# EXERCISE DESCRIPTION:
All of the records below should be output exactly.

# PROVIDED RECORDS:
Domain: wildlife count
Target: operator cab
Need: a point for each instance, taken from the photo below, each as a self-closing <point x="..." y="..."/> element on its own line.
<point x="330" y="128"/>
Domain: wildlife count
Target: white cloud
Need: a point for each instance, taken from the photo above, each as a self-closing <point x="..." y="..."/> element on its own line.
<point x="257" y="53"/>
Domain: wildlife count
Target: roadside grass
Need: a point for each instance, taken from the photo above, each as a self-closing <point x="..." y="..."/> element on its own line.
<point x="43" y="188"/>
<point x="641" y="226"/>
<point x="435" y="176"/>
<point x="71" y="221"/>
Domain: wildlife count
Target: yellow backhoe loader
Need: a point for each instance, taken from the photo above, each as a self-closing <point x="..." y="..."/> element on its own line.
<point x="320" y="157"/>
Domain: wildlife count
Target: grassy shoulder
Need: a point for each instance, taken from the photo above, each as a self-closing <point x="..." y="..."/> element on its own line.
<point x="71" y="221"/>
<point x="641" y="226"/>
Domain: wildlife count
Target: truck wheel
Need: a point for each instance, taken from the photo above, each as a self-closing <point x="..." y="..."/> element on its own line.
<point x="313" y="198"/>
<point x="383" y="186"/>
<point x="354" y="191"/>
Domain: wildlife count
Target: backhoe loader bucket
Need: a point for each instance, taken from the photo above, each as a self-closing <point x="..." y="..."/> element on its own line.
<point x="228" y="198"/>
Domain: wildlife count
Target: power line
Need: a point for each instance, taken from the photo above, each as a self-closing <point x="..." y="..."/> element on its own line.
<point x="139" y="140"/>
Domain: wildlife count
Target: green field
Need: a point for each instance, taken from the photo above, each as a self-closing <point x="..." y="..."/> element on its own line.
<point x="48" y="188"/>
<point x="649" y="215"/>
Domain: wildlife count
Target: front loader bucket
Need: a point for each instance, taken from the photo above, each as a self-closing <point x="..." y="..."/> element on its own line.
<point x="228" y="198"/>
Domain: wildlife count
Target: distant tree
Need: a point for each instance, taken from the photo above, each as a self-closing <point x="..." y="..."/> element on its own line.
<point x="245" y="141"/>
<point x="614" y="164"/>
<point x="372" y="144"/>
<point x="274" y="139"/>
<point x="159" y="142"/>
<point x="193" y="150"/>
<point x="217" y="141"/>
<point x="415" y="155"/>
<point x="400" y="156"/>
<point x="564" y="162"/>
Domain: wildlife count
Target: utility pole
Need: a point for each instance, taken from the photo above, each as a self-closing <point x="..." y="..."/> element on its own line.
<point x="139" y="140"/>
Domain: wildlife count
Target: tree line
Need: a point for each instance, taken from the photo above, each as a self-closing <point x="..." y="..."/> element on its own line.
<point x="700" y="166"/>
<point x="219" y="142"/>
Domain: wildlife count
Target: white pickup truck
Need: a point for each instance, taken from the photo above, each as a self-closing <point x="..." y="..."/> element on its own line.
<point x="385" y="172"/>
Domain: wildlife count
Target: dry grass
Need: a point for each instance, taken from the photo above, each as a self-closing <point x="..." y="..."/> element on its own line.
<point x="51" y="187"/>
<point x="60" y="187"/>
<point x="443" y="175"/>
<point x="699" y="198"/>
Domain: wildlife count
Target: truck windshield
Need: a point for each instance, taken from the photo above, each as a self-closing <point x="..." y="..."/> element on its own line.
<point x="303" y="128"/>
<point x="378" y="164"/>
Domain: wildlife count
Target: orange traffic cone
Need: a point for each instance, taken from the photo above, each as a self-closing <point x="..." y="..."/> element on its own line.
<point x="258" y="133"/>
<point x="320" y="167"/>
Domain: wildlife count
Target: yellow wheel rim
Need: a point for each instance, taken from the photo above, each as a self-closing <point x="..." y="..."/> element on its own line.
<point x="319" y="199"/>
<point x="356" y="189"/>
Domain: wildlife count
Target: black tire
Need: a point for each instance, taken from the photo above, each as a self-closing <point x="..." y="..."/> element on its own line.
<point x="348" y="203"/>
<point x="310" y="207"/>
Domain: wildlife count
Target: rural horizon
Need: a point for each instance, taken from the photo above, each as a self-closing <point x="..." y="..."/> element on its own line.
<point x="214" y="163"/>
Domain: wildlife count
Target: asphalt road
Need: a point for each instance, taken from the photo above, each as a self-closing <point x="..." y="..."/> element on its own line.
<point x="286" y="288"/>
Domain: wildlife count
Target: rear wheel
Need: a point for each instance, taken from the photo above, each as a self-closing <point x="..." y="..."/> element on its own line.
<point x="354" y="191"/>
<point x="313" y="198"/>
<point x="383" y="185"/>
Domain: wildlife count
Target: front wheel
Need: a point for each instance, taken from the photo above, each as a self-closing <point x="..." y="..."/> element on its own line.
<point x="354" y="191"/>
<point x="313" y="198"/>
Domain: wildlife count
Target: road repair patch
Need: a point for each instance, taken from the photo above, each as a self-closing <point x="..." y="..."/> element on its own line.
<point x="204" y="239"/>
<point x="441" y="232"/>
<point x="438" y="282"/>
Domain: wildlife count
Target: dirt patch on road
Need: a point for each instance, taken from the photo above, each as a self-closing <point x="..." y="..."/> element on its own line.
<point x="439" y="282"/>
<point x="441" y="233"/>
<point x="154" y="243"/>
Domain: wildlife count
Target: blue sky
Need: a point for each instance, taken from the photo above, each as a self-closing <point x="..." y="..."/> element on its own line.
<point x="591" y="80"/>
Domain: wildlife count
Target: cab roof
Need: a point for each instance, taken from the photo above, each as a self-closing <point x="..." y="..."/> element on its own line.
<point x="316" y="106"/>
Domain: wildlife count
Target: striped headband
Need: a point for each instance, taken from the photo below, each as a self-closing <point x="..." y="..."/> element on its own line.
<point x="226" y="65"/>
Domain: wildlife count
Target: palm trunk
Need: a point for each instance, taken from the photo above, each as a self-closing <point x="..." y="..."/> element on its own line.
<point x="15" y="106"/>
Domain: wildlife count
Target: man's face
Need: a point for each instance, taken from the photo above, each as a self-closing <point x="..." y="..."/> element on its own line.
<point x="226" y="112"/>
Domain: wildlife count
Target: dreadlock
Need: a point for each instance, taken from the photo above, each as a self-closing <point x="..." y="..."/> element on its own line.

# SOLUTION FOR THIS EXERCISE:
Domain: wildlife count
Target: operator cab
Need: a point for each instance, taken from the photo below, each as a self-closing <point x="..." y="..."/> element on its own line.
<point x="330" y="128"/>
Domain: wildlife count
Target: white cloud
Need: a point for each instance, taken from the photo above, each as a self-closing <point x="..." y="..."/> element on its own line.
<point x="257" y="53"/>
Domain: wildlife count
Target: roadside grass
Need: a point for each instance, taken from the photo above, each as a self-closing <point x="..." y="..."/> element on its own line.
<point x="43" y="188"/>
<point x="641" y="226"/>
<point x="435" y="176"/>
<point x="71" y="221"/>
Domain: wildlife count
Target: yellow backhoe loader
Need: a point for each instance, taken from the photo above, each as a self-closing <point x="..." y="..."/> element on its own line.
<point x="320" y="157"/>
Domain: wildlife count
Target: grassy shoulder
Need: a point for each instance, taken from the photo above, each as a self-closing <point x="..." y="..."/> element on its own line.
<point x="71" y="221"/>
<point x="641" y="226"/>
Domain: wildlife count
Target: truck wheel
Need: a point for each instance, taken from the photo above, each as a self-closing <point x="..." y="..."/> element on its own line.
<point x="313" y="198"/>
<point x="383" y="186"/>
<point x="354" y="191"/>
Domain: wildlife count
Target: backhoe loader bucket
Need: a point for each instance, taken from the photo above, each as a self-closing <point x="..." y="..."/> element on its own line.
<point x="228" y="198"/>
Domain: wildlife count
Target: power line
Need: a point for each instance, taken from the photo above, each as a self-closing <point x="..." y="..."/> element on its own line.
<point x="139" y="140"/>
Domain: wildlife count
Target: green field
Need: a point for each instance, taken from the photo above, each as a self-closing <point x="..." y="..."/> element on its own line.
<point x="48" y="188"/>
<point x="649" y="215"/>
Domain: wildlife count
Target: front loader bucket
Need: a point for each instance, taken from the photo above, each as a self-closing <point x="..." y="..."/> element on its own line.
<point x="228" y="198"/>
Domain: wildlife count
Target: distant tree
Need: a point for each instance, taken from the photo above, each as a self-closing <point x="..." y="..."/> element on its own line.
<point x="245" y="141"/>
<point x="614" y="164"/>
<point x="372" y="144"/>
<point x="274" y="139"/>
<point x="159" y="142"/>
<point x="193" y="150"/>
<point x="217" y="141"/>
<point x="415" y="155"/>
<point x="400" y="156"/>
<point x="564" y="162"/>
Domain: wildlife count
Target: utility pole
Need: a point for each instance, taken from the photo above, each as a self-closing <point x="..." y="..."/> element on its own line.
<point x="139" y="140"/>
Domain: wildlife count
Target: tree line
Need: a point for each instance, taken from the photo above, each as a self-closing <point x="..." y="..."/> element on its own line.
<point x="700" y="166"/>
<point x="219" y="142"/>
Domain: wildlife count
Target: white pickup truck
Need: a point for each instance, taken from the photo above, each as a self-closing <point x="..." y="..."/> element on its own line.
<point x="385" y="172"/>
Domain: wildlife count
Target: dry grass
Need: a point for each instance, taken from the photo above, each as a self-closing <point x="..." y="..."/> element on its own line.
<point x="51" y="187"/>
<point x="60" y="187"/>
<point x="443" y="175"/>
<point x="699" y="198"/>
Domain: wildlife count
Target: truck windshield
Need: a point for each instance, taken from the photo above, each as a self-closing <point x="..." y="..."/> element on its own line.
<point x="303" y="128"/>
<point x="378" y="164"/>
Domain: wildlife count
Target: orange traffic cone
Need: a point for each instance, taken from the photo above, each as a self-closing <point x="..." y="..."/> element on its own line.
<point x="258" y="133"/>
<point x="320" y="167"/>
Domain: wildlife count
Target: yellow wheel rim
Need: a point for each instance, taken from the photo above, each as a self-closing <point x="..." y="..."/> element on its own line.
<point x="319" y="199"/>
<point x="356" y="189"/>
Domain: wildlife count
Target: black tire
Need: a point for each instance, taken from the photo above, each as a self-closing <point x="..." y="..."/> element on its own line.
<point x="348" y="203"/>
<point x="310" y="207"/>
Domain: wildlife count
Target: rural horizon
Need: a point for each instance, taken from the photo above, each as a self-closing <point x="..." y="..."/> element on its own line.
<point x="214" y="163"/>
Domain: wildlife count
Target: asphalt road
Need: a point for each instance, taken from the photo above, each as a self-closing <point x="..." y="..."/> element on its own line.
<point x="286" y="288"/>
Domain: wildlife count
Target: rear wheel
Need: a point for each instance, taken from the photo above, each as a self-closing <point x="..." y="..."/> element on its own line.
<point x="354" y="191"/>
<point x="313" y="198"/>
<point x="383" y="185"/>
Domain: wildlife count
Target: front wheel
Need: a point for each instance, taken from the photo above, each as a self-closing <point x="..." y="..."/> element on its own line.
<point x="354" y="191"/>
<point x="313" y="198"/>
Domain: wildlife count
Target: road repair patch
Need: a point for each instance, taken from the photo above, each as a self-closing <point x="..." y="..."/> element on its own line.
<point x="204" y="239"/>
<point x="441" y="232"/>
<point x="438" y="282"/>
Domain: wildlife count
Target: dirt patch on road
Need: a point for each instance, taken from the photo above, each as a self-closing <point x="..." y="..."/> element on its own line.
<point x="439" y="282"/>
<point x="441" y="233"/>
<point x="154" y="243"/>
Domain: wildlife count
Target: blue sky
Need: a point for each instance, taken from the photo above, each as a self-closing <point x="..." y="..."/> element on its own line.
<point x="591" y="80"/>
Domain: wildlife count
Target: cab roof
Need: a point for each instance, taken from the photo above, each as a self-closing <point x="..." y="..."/> element on its own line.
<point x="316" y="106"/>
Domain: wildlife count
Target: striped headband
Need: a point for each instance, taken from the photo below, each as a self-closing <point x="..." y="..."/> element on its own line.
<point x="226" y="65"/>
Domain: wildlife count
Target: palm trunk
Need: a point for each instance, taken from the photo above, each as a self-closing <point x="..." y="..."/> element on its own line.
<point x="15" y="106"/>
Domain: wildlife count
Target: man's face
Need: a point for each instance, taken from the photo above, each as a self-closing <point x="..." y="..."/> element on its own line.
<point x="226" y="112"/>
Domain: wildlife count
Target: dreadlock
Need: a point for each instance, taken from the photo above, each as a self-closing <point x="..." y="..."/> element on its own line.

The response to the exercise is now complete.